> [Excerpt]:
★ ★ ★ ★ ★ ★ ★
Despite agreeing to remove Smith, lawmakers were unable to come up with a replacement during the 2017 Session, as the House did not move forward with any of the suggestions from the Great Floridians Program within the state Division of Historic Resources.

Bethune, whose resume included serving as an adviser to President Franklin Roosevelt, founded what became known as Bethune-Cookman University in Daytona Beach. The university has offered to pay for the new statute.

Sen. Tom Lee, a Thonotosassa republican, attached an amendment to the bill Wednesday to require the Smith statue be acquired and displayed by the Florida Division of Cultural Affairs.

“I think it should be back in the state of Florida,” Lee said. “I think we have a Division of Cultural Affairs, within the secretary of state’s office, that can receive that important piece of Florida’s history and place it appropriately somewhere in a museum.”

Meanwhile, the Senate also is on the verge of approving a plan to spend $100 million a year on the Florida Forever land-preservation program. The bill (SB 370), sponsored by Appropriations Chairman Rob Bradley, a Fleming Island Republican, would use money from a 2014 voter-approved constitutional amendment aimed at increasing land and water conservation.

“The ($100 million) number is not a magic number, but it is commensurate with when you look at how funds have been appropriated, via statute, whether it be (for) springs or the Everglades,” Bradley said.

In past years, lawmakers directed at least $200 million a year to the Everglades; $64 million for a reservoir in the Everglades Agricultural Area; $50 million for the state’s natural springs; and $5 million for Lake Apopka.

The constitutional amendment directed that a portion of money from a real-estate documentary tax go into the land-acquisition trust fund. That is expected to generate $862.2 million next year.

As part of Bradley’s proposal, lawmakers would not be able to use the trust fund money for agency overhead, which has been a point on contention with backers of the 2014 amendment.

Bradley also has a separate measure (SB 204) to increase annual funding for the state’s natural springs to $75 million and to set aside $50 million a year for the restoration of the St. Johns River, its tributaries and the Keystone Heights lake region in North Florida. The bill is also ready to go before the Senate.
★ ★ ★ ★ ★ ★ ★
> [Information given]:
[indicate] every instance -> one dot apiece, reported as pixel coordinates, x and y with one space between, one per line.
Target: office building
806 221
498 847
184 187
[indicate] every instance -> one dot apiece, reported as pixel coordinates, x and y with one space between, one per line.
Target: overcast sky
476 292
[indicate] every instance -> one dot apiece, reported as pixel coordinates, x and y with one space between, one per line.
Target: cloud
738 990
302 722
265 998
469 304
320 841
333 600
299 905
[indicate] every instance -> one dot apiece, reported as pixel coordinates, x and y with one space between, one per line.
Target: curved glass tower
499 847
★ ★ ★ ★ ★ ★ ★
> [Your task]:
Decide whether each statement below agrees with the Florida Senate article. For each, answer yes or no and quote the words from the article that settle it.
1. Rob Bradley sponsored the bill to spend $100 million a year on the Florida Forever program.
2. Under Bradley's proposal, lawmakers could use the trust fund money for agency overhead.
3. SB 204 would set aside $75 million a year for restoring the St. Johns River.

> [Exercise solution]:
1. Yes: "The bill (SB 370), sponsored by Appropriations Chairman Rob Bradley"
2. No: "lawmakers would not be able to use the trust fund money for agency overhead"
3. No: "to set aside $50 million a year for the restoration of the St. Johns River"